● **Texte fourni**
((
Et une victoire de Biden pourrait, au moins, offrir à Abbas une porte de sortie respectable face à ce chaos. Alors que l’annexion n’est officiellement plus d’actualité à Washington, ce dernier pourrait recommencer à accepter de récupérer ses recettes fiscales et même à reprendre la coordination sécuritaire avec Israël.

« Mais que se passera-t-il si Biden ne l’emporte pas ? Ce sera très difficile pour l’AP de justifier son renoncement à sa stratégie actuelle et de reprendre sa coordination avec Israël », explique Harb.

Ramallah, toutefois, a discrètement signalé qu’au vu de la dureté de la situation, l’AP pourrait chercher à récupérer l’argent même si Trump devait être réélu. Le secrétaire du cabinet de l’AP, Amjad Ghanim, a promis au cours d’une réunion avec le syndicat des enseignants palestiniens qui a été organisée dans la journée de dimanche que la crise fiscale « touche à sa fin ».
))
● **Consigne A**
Relevez tous les noms de personnes mentionnés dans le texte sur l'Autorité palestinienne.
Le texte n'a aucun rapport avec la liste.

● **Données d'entrée**
((
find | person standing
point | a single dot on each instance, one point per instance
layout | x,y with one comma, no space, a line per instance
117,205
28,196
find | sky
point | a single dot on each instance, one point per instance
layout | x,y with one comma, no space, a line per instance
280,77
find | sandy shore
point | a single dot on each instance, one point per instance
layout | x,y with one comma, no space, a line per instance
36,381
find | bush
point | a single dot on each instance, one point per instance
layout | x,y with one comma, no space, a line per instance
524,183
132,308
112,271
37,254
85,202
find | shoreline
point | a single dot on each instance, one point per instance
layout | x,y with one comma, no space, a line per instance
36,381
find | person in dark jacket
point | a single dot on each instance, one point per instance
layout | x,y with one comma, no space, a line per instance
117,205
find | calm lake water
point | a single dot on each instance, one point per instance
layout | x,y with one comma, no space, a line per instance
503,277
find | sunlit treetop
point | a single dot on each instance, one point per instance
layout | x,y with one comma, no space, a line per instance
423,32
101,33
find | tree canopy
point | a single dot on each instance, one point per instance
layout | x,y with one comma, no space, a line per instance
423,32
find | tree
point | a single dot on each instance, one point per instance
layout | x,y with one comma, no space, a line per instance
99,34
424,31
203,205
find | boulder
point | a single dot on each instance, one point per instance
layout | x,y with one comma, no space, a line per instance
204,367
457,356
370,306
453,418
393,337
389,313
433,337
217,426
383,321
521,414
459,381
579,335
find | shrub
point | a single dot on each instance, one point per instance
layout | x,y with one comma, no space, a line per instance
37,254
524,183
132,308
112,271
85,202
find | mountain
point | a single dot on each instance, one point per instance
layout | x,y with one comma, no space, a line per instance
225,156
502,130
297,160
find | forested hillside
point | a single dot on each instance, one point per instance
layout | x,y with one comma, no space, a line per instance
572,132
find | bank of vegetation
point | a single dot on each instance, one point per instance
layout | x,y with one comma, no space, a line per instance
))
● **Consigne B**
Modifiez les lignes de la liste en commençant par celle qui contient « find | calm lake water » et en terminant à la fin de la liste : remplacez « a line per instance » par « one line per instance » et ne donnez que ces lignes.

● **Réponse rédigée A**
Biden
Abbas
Harb
Trump
Amjad Ghanim

● **Réponse rédigée B**
find | calm lake water
point | a single dot on each instance, one point per instance
layout | x,y with one comma, no space, one line per instance
503,277
find | sunlit treetop
point | a single dot on each instance, one point per instance
layout | x,y with one comma, no space, one line per instance
423,32
101,33
find | tree canopy
point | a single dot on each instance, one point per instance
layout | x,y with one comma, no space, one line per instance
423,32
find | tree
point | a single dot on each instance, one point per instance
layout | x,y with one comma, no space, one line per instance
99,34
424,31
203,205
find | boulder
point | a single dot on each instance, one point per instance
layout | x,y with one comma, no space, one line per instance
204,367
457,356
370,306
453,418
393,337
389,313
433,337
217,426
383,321
521,414
459,381
579,335
find | shrub
point | a single dot on each instance, one point per instance
layout | x,y with one comma, no space, one line per instance
37,254
524,183
132,308
112,271
85,202
find | mountain
point | a single dot on each instance, one point per instance
layout | x,y with one comma, no space, one line per instance
225,156
502,130
297,160
find | forested hillside
point | a single dot on each instance, one point per instance
layout | x,y with one comma, no space, one line per instance
572,132
find | bank of vegetation
point | a single dot on each instance, one point per instance
layout | x,y with one comma, no space, one line per instance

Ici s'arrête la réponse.